» **Ketentuan Latihan**
**a.** Tentukan apakah pernyataan (i), (ii), dan (iii) berikut sesuai dengan teks tentang perawatan prasasti kuno. Jawab ya atau tidak untuk masing-masing, lalu kutip kata-kata penentunya dari teks itu tanpa diubah. (i) Prasasti yang dikonservasi terletak di Situs Astana Gede, Kawali, Ciamis. (ii) Nama Prasasti Astana Gede lebih dikenal daripada nama Prasasti Kawali. (iii) Konservasi prasasti itu memakai bahan kimia buatan.
**b.** Lanjutkan teks tentang perawatan prasasti kuno mulai dari kalimat terakhirnya.

» **Blok Teks**
Mohon tunggu...
Djulianto Susantio
Djulianto Susantio Mohon Tunggu... Freelancer - Arkeolog mandiri, senang menulis arkeologi, museum, sejarah, astrologi, palmistri, olahraga, numismatik, dan filateli.

Arkeotainmen, museotainmen, astrotainmen, dan sportainmen. Memiliki blog pribadi https://hurahura.wordpress.com (tentang arkeologi) dan https://museumku.wordpress.com (tentang museum)

Selanjutnya

Tutup

Sosbud Pilihan

Merawat Prasasti Kuno dengan Minyak Atsiri

27 Juni 2022   14:54 Diperbarui: 29 Juni 2022   15:08 330
+
Laporkan Konten
Laporkan Akun
Kompasiana adalah platform blog. Konten ini menjadi tanggung jawab bloger dan tidak mewakili pandangan redaksi Kompas.
Lihat foto
Konservasi harus dilakukan secara hati-hati (Foto: Balai Pelestarian Cagar Budaya Banten)

Manusia perlu merawat diri agar tampil menawan atau menarik. Begitu pun benda mati. Namun perawatan benda mati dilakukan oleh manusia yang terampil. Tentu bukan sembarang benda mati, melainkan benda-benda yang memiliki 'nilai lebih'. Contohnya adalah benda purbakala atau tinggalan arkeologis. Karena sudah berusia tua, pasti perlu penanganan khusus.

Arkeologi memang tidak khusus meneliti atau menggali. Salah satu tugas penting lain adalah merawat benda-benda tinggalan nenek moyang agar lebih segar dan lebih tahan lama. Belum lama ini Balai Pelestarian Cagar Budaya Banten melakukan perawatan terhadap sejumlah prasasti.

Merawat benda-benda purbakala dilakukan oleh bagian khusus, yakni konservasi. Orang yang ahli menangani konservasi disebut konservator. Konservator ada di lingkungan arkeologi dan museum.

Prasasti kuno yang dikonservasi itu berada di Situs Astana Gede, Kawali, Ciamis (Jawa Barat). Namanya Prasasti Astana Gede atau Prasasti Kawali. Nama Kawali ternyata lebih populer.

Agar aman untuk cagar budaya dan konservator, konservasi menggunakan bahan alami yaitu minyak atsiri sereh wangi. Tanaman itu banyak terdapat di Nusantara sejak lama.

Konservasi dilakukan oleh petugas yang terampil. Bahan-bahan digosokkan sedikit demi sedikit ke obyek. Tentu agar obyek tidak rusak terkena sentuhan kasar. Sentuhan harus secara halus tentunya. Obyek sebelum dan sesudah konservasi terlihat jelas. Ini tentu untuk kepentingan publik. Bagaimana jadinya jika publik tidak bisa melihat aksara-aksara kuno itu. Dengan aksara yang terlihat jelas, mungkin saja akan timbul apresiasi terhadap kepurbakalaan.

» **Bahan**

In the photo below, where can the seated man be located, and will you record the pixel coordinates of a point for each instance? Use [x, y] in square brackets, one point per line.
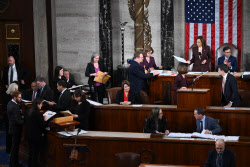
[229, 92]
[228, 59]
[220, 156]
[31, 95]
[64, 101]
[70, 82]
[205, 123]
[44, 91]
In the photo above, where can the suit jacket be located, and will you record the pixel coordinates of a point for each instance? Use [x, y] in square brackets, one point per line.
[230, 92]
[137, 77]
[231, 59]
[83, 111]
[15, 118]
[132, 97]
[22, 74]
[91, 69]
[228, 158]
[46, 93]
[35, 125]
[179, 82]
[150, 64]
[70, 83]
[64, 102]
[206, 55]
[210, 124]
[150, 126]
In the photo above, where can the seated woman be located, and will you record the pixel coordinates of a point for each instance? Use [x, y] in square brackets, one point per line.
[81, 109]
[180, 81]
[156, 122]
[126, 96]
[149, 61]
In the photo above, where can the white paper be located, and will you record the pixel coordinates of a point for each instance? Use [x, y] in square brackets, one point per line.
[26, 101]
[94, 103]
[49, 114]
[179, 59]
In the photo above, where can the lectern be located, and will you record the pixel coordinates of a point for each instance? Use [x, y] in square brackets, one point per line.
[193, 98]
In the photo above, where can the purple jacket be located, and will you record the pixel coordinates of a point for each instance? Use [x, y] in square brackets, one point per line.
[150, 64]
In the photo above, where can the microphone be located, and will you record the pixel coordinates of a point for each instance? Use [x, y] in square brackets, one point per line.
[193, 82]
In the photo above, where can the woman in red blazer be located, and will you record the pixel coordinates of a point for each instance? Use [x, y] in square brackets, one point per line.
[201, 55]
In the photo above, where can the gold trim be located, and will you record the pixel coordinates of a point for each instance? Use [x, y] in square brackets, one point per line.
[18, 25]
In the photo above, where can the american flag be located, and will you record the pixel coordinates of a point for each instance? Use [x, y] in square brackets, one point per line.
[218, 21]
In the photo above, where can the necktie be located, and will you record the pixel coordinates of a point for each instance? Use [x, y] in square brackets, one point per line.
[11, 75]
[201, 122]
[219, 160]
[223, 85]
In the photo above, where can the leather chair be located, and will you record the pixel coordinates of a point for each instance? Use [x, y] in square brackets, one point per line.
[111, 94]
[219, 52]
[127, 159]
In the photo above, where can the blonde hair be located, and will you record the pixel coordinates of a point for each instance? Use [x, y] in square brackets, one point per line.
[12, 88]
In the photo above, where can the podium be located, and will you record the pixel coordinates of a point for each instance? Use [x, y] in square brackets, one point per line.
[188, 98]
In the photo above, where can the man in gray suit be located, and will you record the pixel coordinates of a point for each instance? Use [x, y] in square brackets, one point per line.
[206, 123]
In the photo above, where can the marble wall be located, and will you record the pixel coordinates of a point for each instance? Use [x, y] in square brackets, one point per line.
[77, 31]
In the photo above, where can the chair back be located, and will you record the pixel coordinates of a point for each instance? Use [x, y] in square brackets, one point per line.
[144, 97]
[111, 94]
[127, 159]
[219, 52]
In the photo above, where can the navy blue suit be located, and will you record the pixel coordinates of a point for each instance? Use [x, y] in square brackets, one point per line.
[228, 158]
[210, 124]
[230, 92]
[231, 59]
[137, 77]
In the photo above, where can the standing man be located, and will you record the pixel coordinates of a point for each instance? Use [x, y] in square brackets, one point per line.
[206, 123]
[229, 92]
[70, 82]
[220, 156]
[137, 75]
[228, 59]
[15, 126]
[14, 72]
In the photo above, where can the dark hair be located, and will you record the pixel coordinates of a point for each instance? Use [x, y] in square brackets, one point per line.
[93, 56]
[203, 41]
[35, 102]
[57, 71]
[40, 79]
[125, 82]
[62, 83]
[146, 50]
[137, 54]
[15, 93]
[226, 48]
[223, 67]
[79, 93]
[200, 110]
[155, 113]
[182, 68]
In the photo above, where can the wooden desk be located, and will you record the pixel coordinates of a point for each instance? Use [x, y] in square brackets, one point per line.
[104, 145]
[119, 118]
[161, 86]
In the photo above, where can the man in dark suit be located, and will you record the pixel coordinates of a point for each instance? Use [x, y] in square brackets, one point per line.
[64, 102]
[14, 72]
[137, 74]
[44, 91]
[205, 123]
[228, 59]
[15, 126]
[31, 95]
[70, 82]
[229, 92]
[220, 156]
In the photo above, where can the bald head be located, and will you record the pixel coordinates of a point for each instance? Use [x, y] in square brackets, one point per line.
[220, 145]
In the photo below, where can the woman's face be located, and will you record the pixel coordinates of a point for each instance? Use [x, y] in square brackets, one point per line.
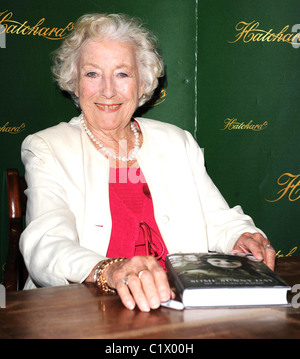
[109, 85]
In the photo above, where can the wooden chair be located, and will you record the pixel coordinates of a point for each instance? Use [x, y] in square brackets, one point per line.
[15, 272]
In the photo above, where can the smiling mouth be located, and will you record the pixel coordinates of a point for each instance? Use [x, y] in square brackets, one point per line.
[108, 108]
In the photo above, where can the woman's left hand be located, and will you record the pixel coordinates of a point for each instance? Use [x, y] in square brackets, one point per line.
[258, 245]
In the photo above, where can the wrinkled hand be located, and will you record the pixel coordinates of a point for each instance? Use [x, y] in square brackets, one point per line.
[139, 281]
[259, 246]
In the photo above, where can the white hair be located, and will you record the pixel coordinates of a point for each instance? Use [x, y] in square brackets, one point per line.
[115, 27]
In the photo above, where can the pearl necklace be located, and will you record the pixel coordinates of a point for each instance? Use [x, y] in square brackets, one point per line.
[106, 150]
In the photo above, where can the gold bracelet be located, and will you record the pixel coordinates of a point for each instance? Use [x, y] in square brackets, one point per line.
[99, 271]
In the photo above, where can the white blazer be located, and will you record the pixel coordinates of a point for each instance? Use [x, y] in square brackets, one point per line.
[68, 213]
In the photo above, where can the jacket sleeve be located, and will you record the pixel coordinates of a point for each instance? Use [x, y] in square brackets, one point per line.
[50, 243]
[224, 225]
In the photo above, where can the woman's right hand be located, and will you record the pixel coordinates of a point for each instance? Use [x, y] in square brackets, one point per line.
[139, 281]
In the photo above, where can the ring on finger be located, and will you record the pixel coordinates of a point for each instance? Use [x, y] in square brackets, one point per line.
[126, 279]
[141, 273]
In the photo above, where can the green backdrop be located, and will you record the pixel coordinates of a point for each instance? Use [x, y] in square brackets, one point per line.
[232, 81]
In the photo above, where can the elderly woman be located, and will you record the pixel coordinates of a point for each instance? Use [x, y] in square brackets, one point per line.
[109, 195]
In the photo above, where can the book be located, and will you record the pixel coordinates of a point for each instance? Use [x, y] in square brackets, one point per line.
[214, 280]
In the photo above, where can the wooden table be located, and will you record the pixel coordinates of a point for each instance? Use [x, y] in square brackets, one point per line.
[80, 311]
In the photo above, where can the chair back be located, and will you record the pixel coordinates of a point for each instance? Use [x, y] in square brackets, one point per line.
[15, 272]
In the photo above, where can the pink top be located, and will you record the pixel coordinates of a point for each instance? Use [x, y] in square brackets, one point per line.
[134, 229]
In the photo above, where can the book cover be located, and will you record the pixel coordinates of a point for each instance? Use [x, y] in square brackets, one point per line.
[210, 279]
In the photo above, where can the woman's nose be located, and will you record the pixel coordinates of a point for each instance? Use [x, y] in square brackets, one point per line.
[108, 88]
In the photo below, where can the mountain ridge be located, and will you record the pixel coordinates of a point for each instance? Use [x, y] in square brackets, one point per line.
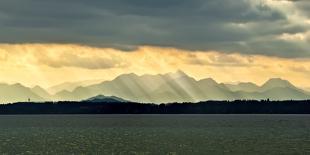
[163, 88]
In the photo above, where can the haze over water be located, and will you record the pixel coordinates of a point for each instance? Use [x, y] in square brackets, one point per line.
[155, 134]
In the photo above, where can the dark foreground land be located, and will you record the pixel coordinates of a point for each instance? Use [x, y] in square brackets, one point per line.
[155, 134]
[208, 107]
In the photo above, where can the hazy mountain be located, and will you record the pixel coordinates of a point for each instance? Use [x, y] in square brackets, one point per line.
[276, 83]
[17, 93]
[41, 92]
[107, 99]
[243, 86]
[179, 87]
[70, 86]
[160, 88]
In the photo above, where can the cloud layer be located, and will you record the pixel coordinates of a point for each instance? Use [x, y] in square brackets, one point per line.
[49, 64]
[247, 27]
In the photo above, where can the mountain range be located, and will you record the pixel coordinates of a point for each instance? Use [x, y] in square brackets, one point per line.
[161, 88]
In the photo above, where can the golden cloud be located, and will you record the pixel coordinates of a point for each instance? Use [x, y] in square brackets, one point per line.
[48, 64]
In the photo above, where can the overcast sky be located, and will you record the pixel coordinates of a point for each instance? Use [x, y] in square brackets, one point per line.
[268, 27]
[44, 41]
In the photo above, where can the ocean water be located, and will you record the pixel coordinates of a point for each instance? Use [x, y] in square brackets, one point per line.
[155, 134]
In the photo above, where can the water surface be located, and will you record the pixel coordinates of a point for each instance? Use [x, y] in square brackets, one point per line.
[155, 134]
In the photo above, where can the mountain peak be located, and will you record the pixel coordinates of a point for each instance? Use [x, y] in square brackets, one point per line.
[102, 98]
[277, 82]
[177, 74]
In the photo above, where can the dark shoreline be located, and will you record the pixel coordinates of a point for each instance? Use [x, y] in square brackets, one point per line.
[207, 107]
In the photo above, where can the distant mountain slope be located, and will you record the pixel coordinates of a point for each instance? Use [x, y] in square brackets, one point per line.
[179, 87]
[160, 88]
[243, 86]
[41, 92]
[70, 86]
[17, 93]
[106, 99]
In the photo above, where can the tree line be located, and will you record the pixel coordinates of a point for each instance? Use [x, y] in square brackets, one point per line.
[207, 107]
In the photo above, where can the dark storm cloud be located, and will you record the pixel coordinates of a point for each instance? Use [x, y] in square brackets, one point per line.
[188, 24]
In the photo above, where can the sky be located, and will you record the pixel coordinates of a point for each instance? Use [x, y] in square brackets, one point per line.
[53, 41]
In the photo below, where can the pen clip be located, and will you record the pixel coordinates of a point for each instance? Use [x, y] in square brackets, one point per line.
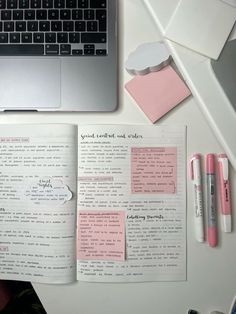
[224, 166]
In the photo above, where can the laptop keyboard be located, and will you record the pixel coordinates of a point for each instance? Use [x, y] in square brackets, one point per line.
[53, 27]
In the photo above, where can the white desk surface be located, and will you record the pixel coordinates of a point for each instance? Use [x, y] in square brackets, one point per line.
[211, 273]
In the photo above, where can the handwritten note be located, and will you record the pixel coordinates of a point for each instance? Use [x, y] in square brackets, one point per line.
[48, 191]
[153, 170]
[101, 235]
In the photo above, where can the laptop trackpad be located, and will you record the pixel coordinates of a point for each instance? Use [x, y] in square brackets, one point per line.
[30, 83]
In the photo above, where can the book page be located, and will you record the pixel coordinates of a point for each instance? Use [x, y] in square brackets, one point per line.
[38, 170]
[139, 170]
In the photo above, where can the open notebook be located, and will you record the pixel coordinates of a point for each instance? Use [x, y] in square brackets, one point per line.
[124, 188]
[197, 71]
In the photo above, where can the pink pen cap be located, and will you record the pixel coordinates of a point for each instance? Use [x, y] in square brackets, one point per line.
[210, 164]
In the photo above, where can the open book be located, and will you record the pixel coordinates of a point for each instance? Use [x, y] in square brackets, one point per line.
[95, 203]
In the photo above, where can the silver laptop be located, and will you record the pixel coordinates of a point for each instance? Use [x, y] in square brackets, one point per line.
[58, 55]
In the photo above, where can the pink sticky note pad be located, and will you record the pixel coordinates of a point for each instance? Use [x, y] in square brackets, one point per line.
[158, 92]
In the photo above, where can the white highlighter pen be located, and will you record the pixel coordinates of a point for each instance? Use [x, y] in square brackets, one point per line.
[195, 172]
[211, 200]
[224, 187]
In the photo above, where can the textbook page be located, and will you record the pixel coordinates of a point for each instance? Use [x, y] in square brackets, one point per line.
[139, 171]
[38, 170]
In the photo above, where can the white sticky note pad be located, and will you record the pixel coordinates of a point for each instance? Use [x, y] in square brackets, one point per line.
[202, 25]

==

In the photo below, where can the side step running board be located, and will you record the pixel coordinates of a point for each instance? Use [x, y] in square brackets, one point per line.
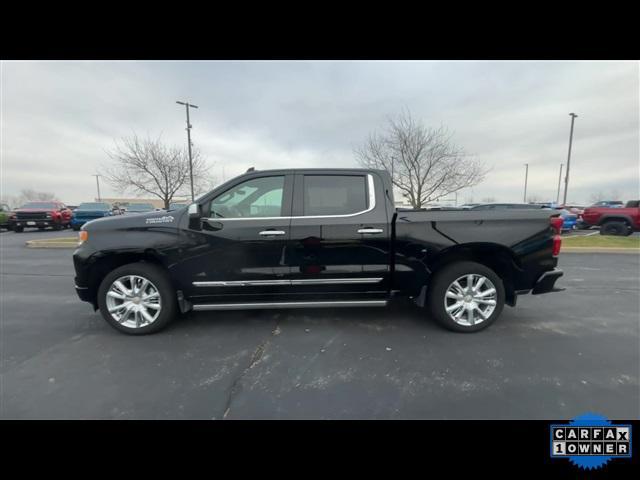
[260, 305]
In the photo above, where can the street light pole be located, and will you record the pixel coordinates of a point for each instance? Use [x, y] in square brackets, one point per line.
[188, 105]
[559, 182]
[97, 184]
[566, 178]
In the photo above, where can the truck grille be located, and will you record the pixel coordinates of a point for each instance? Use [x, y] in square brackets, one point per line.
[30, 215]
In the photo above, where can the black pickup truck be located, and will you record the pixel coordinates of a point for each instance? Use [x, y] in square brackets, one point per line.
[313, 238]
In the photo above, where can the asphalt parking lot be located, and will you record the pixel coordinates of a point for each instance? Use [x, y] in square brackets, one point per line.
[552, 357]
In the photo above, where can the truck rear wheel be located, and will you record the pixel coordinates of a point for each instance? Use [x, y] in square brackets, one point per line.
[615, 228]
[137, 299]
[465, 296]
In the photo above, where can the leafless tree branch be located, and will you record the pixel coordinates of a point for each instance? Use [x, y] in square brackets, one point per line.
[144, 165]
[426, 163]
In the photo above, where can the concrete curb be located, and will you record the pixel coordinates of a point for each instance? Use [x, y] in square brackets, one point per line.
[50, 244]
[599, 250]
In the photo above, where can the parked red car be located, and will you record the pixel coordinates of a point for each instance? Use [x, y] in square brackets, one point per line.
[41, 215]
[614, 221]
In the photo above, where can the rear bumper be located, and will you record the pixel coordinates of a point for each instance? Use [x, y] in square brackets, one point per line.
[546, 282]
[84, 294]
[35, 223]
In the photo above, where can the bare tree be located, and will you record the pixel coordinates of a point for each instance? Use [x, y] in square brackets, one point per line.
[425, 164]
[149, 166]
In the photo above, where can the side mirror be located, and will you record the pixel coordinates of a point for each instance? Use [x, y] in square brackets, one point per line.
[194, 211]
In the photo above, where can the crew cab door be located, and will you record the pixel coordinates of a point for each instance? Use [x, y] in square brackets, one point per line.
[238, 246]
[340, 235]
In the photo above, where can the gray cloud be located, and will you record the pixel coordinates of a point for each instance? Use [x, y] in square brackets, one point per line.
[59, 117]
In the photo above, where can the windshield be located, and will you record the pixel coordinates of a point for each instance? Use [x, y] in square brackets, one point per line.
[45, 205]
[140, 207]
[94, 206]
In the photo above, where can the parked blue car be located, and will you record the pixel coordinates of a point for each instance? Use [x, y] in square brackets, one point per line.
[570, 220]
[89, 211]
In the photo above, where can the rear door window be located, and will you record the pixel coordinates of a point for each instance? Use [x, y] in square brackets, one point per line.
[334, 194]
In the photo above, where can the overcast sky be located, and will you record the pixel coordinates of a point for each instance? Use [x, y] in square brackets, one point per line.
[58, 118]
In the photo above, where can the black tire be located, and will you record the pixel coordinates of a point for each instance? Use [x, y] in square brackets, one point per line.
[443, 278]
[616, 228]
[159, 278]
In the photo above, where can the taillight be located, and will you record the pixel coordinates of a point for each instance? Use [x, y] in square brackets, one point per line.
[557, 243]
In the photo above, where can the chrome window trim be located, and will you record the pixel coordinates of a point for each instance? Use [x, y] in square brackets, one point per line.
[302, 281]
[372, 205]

==

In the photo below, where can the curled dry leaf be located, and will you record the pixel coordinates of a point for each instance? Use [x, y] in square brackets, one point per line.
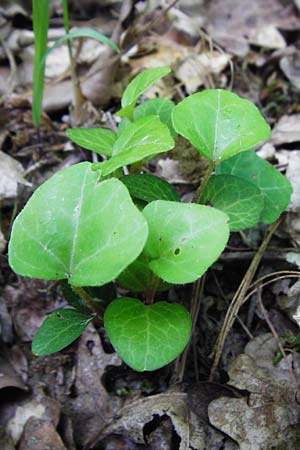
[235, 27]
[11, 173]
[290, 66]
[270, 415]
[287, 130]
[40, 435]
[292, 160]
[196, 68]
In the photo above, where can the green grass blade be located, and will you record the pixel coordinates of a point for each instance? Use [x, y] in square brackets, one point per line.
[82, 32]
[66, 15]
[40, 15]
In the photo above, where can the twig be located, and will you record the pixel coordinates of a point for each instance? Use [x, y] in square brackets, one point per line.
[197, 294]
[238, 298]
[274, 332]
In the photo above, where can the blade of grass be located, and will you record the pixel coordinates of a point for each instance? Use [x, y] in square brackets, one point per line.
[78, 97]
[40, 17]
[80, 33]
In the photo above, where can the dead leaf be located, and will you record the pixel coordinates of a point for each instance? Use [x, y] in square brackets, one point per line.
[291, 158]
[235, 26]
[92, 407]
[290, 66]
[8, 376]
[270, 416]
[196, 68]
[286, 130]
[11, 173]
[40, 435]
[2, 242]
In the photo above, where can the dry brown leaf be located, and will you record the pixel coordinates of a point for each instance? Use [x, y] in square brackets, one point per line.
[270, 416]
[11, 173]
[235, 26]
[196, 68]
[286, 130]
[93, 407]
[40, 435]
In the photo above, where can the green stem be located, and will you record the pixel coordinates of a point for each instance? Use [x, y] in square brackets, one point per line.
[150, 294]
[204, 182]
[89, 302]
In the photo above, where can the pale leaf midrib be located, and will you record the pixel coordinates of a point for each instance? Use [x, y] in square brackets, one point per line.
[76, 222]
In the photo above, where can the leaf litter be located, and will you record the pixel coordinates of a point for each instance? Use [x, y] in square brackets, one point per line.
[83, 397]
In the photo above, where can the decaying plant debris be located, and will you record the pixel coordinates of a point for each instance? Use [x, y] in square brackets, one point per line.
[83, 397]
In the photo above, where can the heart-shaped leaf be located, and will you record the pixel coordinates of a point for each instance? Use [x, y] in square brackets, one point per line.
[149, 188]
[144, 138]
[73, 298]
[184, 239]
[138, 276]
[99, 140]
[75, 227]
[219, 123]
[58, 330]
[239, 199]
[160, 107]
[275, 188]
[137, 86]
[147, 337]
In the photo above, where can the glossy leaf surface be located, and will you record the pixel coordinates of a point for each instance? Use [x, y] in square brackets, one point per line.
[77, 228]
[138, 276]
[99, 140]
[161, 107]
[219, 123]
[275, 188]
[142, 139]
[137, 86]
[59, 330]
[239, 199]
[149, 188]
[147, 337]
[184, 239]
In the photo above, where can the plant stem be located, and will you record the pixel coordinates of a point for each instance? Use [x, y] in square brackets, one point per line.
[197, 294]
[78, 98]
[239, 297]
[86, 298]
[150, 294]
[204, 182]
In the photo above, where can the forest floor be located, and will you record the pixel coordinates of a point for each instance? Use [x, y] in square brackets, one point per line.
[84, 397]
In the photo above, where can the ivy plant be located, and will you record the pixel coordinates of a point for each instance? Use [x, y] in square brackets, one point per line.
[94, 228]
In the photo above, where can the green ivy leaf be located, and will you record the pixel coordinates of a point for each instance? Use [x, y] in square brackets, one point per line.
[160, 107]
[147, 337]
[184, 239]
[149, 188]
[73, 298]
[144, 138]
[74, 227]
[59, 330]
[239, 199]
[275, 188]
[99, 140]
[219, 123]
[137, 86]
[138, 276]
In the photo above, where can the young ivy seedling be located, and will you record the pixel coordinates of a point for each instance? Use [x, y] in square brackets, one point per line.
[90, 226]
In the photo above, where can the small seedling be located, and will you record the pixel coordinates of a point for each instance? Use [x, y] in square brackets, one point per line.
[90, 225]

» **Hasil Tugas**
**a.**
(i) Ya: "Prasasti kuno yang dikonservasi itu berada di Situs Astana Gede, Kawali, Ciamis (Jawa Barat)."
(ii) Tidak: "Nama Kawali ternyata lebih populer."
(iii) Tidak: "konservasi menggunakan bahan alami yaitu minyak atsiri sereh wangi"

**b.**
Minyak atsiri untuk konservasi benda kuno (Foto: Balai Pelestarian Cagar Budaya Banten)
Minyak atsiri untuk konservasi benda kuno (Foto: Balai Pelestarian Cagar Budaya Banten)

Prasasti Kawali

Prasasti Kawali memang menarik. Sejauh ini ada enam prasasti sehingga disebut Kawali 1 sampai Kawali 6. Aksara dan bahasa yang digunakan adalah Sunda kuno. Uniknya, prasasti-prasasti tersebut dipahatkan di atas batu yang tidak dibentuk secara khusus.

Sayang, prasasti-prasasti itu tidak mengandung pertanggalan atau angka tahun. Namun berdasarkan bentuk hurufnya dan penyebutan nama raja, diketahui prasasti tersebut berasal dari abad ke-14 Masehi. Jadi usianya sudah sekitar 600 tahun sehingga perlu dirawat.

Prasasti Kawali pernah diteliti para sarjana asing, seperti R. Friederich (1855) dan K.F. Holle (1867). Peneliti Indonesia yang pernah membahas Prasasti Kawali adalah Dirman Surachmat, Saleh Danasasmita, Atja, Ayatrohaedi, Hasan Djafar, dan Titi Surti Nastiti.

Secara singkat isi prasasti ini adalah tentang himbauan dan pesan seorang raja kepada rakyatnya untuk selau berbuat kebajikan dan kesejahteraan yang merupakan kunci kejayaan dan kemakmuran negeri.    

Perlu diketahui, prasasti-prasasti yang ditemukan di Jawa Barat dan Banten tidak sebanyak prasasti-prasasti yang ditemukan di Jawa Tengah dan Jawa Timur. Sembilan dari 39 prasasti yang ada di Jawa Barat ditemukan di Kabupaten Ciamis.***  

Konservasi harus dilakukan secara hati-hati (Foto: Balai Pelestarian Cagar Budaya Banten)
Konservasi harus dilakukan secara hati-hati (Foto: Balai Pelestarian Cagar Budaya Banten)

Bahan bacaan: 

Titi Surti Nastiti dan Hasan Djafar. "Prasasti-prasasti dari Masa Hindu-Buddha (Abad ke-12---16 Masehi) di Kabupaten Ciamis, Jawa Barat," Jurnal Purbawidya, Vol. 5, No. 2, November 2016, hlm. 101-116.         

Nurhadi Magetsari dkk. Kamus Arkeologi Indonesia 2. Jakarta: Proyek Penelitian Bahasa dan Sastra Indonesia dan Daerah, Departemen Pendidikan dan Kebudayaan, 1982.

Baca konten-konten menarik Kompasiana langsung dari smartphone kamu. Follow channel WhatsApp Kompasiana sekarang di sini: https://whatsapp.com/channel/0029VaYjYaL4Spk7WflFYJ2H

HALAMAN :
  1. 1
  2. 2
Mohon tunggu...

Lihat Konten Sosbud Selengkapnya
Lihat Sosbud Selengkapnya
Beri Komentar
Berkomentarlah secara bijaksana dan bertanggung jawab. Komentar sepenuhnya menjadi tanggung jawab komentator seperti diatur dalam UU ITE

Belum ada komentar. Jadilah yang pertama untuk memberikan komentar!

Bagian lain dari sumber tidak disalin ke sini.